## [CONSIGNE 1]
Renvoyez telles quelles les lignes des entrées, à partir de celle qui contient "logo and report bounding boxes." jusqu'à celle qui contient "[136,291,238,356]", ces deux lignes comprises.
━━━━━ DOCUMENT SOURCE ━━━━━
Antonin Iommi-Amunategui : « Boire du vin naturel, c'est changer la société un verre après l'autre »

Instigateur des salons Rue89 des vins naturels à Paris et Lyon, blogueur engagé sur No Wine is Innocent, auteur du séminal Manifeste du Vin Naturel (aux éditions de l'Épure), co-fondateur du crew Nouriturfu visant à provoquer la jouissance des palais, organisateur des iconoclastes Nuits des Vins Nus, Antonin Iommi-Amunategui nous expose sa concrète utopie.


Un an après la parution de ton Manifeste pour le vin naturel, quelles évolutions vois-tu ?
Antonin Iommi-Amunategui : Le vin naturel grignote chaque jour du terrain : on ne le trouve plus seulement dans les bars à vin urbains, mais jusque dans les supermarchés — à tout le moins des vins qui se prétendent naturels — et les guides ou revues tradi du vin. Il est là et on ne le délogera plus. Reste à savoir s'il va enfin acquérir une existence officielle, et le cas échéant, selon quels critères.

On voit aussi arriver la récupération : pour la première fois, une grande surface proposait du vin naturel dans sa foire de septembre.
Oui, en réalité, ce n'était pas tout à fait la première fois. Mais c'est la première fois que c'était présenté de manière aussi claire. Alors évidemment, attention, il ne s'agissait que de pseudo-vin naturel ; des vins qui jouent avec les codes de ce mouvement pour s'en approprier l'image et, éventuellement, la niche commerciale. Le vin naturel, c'est encore quelque chose de très flou pour la plupart des consommateurs. Du coup, c'est facile pour un industriel pinardier de se glisser dans la brèche et de proposer ces cuvées "sans sulfites ajoutés" mais qui s'autorisent, par ailleurs, tout un tas de techniques et d'autres additifs pour dénaturer le vin.
━━━━━ CONTENU DES DONNÉES ━━━━━
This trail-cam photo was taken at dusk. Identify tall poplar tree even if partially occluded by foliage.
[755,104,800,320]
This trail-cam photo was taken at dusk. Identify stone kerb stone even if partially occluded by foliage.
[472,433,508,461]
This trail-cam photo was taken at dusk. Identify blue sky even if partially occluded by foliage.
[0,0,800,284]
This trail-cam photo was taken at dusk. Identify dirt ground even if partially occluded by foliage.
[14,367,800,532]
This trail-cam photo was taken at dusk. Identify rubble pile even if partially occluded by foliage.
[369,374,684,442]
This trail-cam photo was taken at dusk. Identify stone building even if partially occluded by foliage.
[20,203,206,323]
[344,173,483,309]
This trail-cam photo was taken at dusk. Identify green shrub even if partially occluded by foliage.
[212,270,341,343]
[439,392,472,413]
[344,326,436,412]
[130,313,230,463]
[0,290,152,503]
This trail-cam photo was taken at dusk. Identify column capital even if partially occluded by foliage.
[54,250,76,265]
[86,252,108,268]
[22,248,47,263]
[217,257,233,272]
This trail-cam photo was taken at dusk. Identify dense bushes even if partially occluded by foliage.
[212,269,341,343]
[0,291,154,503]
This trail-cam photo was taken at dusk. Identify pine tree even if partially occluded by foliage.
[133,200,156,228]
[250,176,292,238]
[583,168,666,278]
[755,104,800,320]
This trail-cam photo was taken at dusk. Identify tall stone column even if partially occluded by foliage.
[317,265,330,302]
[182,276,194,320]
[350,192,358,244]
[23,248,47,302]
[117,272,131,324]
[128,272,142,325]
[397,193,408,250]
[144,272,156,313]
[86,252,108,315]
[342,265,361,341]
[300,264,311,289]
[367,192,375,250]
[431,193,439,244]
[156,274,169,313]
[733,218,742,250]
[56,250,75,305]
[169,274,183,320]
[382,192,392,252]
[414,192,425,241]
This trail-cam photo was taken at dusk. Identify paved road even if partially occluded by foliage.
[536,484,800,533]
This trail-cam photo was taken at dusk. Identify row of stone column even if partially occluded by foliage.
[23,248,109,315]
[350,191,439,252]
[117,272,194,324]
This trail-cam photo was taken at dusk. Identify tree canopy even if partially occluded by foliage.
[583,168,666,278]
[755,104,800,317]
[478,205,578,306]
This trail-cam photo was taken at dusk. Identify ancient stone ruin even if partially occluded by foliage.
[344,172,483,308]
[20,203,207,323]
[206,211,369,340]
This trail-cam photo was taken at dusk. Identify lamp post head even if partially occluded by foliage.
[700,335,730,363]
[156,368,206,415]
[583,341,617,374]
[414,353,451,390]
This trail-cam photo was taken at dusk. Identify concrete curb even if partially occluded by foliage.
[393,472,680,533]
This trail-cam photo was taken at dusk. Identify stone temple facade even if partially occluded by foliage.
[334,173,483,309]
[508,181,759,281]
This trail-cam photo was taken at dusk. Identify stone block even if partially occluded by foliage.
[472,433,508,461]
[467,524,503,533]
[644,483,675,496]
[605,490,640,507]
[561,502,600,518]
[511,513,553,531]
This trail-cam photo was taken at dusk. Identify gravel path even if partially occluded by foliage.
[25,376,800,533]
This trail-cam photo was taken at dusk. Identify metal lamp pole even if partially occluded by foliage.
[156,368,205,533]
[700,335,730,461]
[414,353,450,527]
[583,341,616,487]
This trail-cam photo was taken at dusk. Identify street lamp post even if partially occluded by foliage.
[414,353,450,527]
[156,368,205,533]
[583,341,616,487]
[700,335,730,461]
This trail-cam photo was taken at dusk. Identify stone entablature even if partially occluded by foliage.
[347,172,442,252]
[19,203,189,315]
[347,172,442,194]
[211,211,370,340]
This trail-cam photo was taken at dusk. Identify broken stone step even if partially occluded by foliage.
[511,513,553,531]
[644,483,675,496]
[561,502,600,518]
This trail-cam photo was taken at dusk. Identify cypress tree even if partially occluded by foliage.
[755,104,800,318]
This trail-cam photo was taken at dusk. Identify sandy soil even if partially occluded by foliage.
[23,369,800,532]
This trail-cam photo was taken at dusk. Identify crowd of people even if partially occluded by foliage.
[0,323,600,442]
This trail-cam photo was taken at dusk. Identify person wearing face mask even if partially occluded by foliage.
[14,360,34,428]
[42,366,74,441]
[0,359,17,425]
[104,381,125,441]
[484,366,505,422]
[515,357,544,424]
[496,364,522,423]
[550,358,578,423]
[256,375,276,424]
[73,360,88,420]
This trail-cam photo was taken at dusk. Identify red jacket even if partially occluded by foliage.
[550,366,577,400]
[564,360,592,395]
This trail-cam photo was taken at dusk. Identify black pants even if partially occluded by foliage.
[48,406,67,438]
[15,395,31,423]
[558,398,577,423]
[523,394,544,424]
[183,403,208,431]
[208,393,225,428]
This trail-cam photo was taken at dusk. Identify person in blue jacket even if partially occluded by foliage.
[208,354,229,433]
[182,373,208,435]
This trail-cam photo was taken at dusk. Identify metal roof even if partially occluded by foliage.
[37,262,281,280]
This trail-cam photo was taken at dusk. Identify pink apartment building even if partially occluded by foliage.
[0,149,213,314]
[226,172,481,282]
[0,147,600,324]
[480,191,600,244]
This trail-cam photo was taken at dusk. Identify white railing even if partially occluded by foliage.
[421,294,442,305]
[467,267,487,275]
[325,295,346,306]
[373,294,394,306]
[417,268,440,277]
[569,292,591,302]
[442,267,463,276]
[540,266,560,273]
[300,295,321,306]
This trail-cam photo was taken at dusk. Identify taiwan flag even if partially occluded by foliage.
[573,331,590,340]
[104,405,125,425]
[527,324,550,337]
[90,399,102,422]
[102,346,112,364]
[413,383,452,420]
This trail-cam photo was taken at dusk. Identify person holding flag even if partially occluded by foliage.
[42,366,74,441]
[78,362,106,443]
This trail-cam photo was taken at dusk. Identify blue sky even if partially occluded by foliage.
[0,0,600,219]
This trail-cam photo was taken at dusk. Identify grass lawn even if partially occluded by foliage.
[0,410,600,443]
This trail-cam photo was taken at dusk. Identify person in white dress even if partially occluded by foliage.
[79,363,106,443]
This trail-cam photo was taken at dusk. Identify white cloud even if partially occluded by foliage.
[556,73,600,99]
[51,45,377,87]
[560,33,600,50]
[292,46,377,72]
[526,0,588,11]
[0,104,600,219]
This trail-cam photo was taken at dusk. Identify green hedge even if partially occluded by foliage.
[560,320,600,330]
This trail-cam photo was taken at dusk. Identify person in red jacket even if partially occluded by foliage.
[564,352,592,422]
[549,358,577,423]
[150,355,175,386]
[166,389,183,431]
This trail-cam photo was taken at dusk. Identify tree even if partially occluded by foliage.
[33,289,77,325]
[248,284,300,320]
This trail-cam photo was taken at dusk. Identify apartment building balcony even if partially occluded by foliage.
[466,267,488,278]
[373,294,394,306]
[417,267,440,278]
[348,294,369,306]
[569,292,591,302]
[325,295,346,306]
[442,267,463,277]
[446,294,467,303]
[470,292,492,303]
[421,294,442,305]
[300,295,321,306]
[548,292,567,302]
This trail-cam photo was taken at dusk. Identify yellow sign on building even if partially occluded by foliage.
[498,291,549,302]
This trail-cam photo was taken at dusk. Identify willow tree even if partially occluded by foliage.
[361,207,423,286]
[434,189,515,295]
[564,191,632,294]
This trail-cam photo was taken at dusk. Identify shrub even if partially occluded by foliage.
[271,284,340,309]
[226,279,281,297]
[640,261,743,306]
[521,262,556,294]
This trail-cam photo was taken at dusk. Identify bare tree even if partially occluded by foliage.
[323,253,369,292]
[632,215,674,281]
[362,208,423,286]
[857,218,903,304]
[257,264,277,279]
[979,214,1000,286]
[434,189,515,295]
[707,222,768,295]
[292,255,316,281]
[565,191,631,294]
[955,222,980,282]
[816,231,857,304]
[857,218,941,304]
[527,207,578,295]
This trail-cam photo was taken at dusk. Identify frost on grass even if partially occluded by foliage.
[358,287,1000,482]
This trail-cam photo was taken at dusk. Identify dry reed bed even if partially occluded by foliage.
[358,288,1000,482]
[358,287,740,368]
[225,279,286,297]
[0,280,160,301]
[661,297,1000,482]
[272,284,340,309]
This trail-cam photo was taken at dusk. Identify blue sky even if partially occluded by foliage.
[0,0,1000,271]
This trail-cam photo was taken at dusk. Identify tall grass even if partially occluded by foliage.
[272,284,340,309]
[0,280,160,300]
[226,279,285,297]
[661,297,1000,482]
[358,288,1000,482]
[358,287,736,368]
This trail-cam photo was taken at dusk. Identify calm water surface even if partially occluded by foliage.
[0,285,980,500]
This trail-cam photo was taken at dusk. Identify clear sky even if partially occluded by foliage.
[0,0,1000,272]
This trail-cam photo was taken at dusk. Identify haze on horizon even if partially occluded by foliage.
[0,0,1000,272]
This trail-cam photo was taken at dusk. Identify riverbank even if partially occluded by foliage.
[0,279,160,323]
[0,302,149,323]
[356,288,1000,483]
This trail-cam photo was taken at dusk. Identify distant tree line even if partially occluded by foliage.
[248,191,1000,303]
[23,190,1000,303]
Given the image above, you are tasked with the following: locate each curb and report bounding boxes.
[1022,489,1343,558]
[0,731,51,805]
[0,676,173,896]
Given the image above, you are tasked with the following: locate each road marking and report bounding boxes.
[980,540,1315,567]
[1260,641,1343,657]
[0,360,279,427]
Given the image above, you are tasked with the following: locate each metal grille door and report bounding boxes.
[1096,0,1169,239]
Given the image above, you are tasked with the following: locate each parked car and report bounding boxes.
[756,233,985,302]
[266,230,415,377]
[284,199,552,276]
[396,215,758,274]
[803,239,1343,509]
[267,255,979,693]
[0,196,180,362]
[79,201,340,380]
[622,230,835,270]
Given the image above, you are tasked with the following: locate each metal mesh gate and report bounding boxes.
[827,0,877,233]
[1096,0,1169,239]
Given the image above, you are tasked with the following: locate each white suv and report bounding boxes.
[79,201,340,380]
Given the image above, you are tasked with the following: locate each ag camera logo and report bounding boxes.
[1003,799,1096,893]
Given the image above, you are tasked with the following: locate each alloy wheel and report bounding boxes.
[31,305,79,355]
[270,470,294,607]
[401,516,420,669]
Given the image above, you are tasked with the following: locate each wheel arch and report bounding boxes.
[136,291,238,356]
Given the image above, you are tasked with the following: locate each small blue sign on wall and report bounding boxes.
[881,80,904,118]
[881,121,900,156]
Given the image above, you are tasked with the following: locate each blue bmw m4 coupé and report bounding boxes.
━━━━━
## [CONSIGNE 2]
Dans l'entretien sur le vin naturel, comment s'appelle le blog sur lequel écrit Antonin Iommi-Amunategui ?

## [RÉSULTAT FINAL 1]
Given the image above, you are tasked with the following: locate each ag camera logo and report bounding boxes.
[1003,799,1096,893]
Given the image above, you are tasked with the following: locate each alloy wheel and report bounding boxes.
[31,305,79,355]
[270,470,294,607]
[401,516,420,669]
Given the image above, you are tasked with the following: locate each wheel arch and report bounding boxes.
[136,291,238,356]

## [RÉSULTAT FINAL 2]
No Wine is Innocent.